Ventrell Miller’s path to a starting job with the Jaguars has been anything but smooth, but 2026 is finally set up to give him a real shot.
The former fourth-round pick is expected to step into the weakside linebacker role after Devin Lloyd left for Carolina in free agency, and the timing matters. Miller is entering the final season of his rookie deal, a four-year, $4,576,936 contract, which makes this a defining year for him and his future in Jacksonville.
That opportunity comes after a college career and an NFL start that both took plenty of detours. Miller had the kind of production and instincts that NFL teams wanted, but evaluators had real concerns about his frame and injury history.
He measured 5-foot-11¾ and 232 pounds, putting him in just the sixth percentile for height and the 22nd percentile for weight. On top of that, he dealt with biceps, hamstring and multiple foot injuries before the Jaguars took him with the 121st pick in the fourth round of the 2023 NFL Draft.
Jacksonville was one of 13 players drafted by the team that year, and Miller came off the board after Anton Harrison, Brenton Strange and Tank Bigsby. Harrison and Strange have since received contract extensions with the Jaguars, while Bigsby was shipped to Philadelphia last year. Two picks after Miller, Antonio Johnson and Parker Washington are also in the final year of their rookie contracts.

List of tasks
**A.** In the article about Ventrell Miller, which team did Devin Lloyd join in free agency?
**B.** Name every person mentioned in the article about Ventrell Miller other than Miller himself.
**C.** Carry on the article about Ventrell Miller from its final sentence.
The listing that follows comes from a separate source and has no connection to the article about Ventrell Miller.

Data extracts
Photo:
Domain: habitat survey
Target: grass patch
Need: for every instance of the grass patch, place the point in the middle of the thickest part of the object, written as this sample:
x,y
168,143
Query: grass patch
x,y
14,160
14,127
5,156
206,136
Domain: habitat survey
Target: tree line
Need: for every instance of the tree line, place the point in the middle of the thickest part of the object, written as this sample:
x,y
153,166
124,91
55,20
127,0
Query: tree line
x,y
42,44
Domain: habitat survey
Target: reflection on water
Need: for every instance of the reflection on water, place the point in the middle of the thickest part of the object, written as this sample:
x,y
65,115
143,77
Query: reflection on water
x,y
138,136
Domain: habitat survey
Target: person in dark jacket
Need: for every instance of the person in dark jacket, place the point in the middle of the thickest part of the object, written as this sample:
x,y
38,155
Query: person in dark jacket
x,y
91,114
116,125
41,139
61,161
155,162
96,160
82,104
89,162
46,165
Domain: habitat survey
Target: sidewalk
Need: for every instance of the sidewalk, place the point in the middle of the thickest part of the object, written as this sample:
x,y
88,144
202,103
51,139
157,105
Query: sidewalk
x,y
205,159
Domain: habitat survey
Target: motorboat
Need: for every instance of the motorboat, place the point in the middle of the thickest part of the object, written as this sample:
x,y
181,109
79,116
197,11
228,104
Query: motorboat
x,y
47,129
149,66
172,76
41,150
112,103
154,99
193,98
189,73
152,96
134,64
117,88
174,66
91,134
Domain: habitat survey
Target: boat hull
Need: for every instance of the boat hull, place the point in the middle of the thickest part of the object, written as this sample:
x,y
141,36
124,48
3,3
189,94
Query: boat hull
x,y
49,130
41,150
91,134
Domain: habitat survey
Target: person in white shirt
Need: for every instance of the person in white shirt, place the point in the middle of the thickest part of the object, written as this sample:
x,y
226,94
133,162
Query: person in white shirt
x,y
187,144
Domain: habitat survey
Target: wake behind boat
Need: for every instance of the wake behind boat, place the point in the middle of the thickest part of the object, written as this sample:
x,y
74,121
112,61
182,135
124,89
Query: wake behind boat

Set of answers
**A.** Carolina

**B.** Devin Lloyd, Anton Harrison, Brenton Strange, Tank Bigsby, Antonio Johnson, Parker Washington

**C.**
Miller’s background traces back to Kathleen High School in Lakeland, a program with a notable linebacker pipeline. The school’s best-known name is Hall of Famer Ray Lewis, and Miller is one of only three linebackers from Kathleen to reach the NFL, along with Albert McClennan. Lewis and McClennan were teammates on the Ravens’ Super Bowl 47 title team in 2012.
His college career at Florida had its own rough start. During his first season, Miller and multiple teammates were suspended for the entire 2017 season because of a fraud scheme.
Once he returned, though, he started to build real momentum. In 2018, he played in all 13 games and posted 15 tackles, one sack and an interception he returned 82 yards for a touchdown.
He followed that with 55 tackles and three sacks in 2019, then broke out in 2020 with 88 total tackles, 3.5 sacks and 7.5 tackles for loss.
In 2021, Miller’s season ended early when he tore his biceps tendon in Week 2 against South Florida. Because he played in fewer than 30 percent of the team’s games, he received a medical redshirt and came back for one more year. That final season was played through a broken foot, but he still appeared in nine games and was Florida’s best defensive player, finishing with 74 tackles, 8.5 tackles for loss and semifinalist honors for Comeback Player of the Year.
His pro career didn’t get off to a clean start either. Miller ruptured his right Achilles tendon in the preseason of his rookie year and missed the entire 2023 season, suffering the injury in Jacksonville’s preseason win over the Miami Dolphins. He returned in 2024 and played in 15 games with nine starts, then appeared in all 17 games in 2025 but started only two as Devin Lloyd put together a breakout season.
Miller did notch his first NFL interception on Dec. 14, 2025, against the New York Jets, picking off Brady Cook.
Now, with Lloyd gone and a starting job in front of him, Miller has a chance to show he can be more than a depth piece. The Jaguars need him to hold down that linebacker spot, and he needs 2026 to set up the next contract of his career.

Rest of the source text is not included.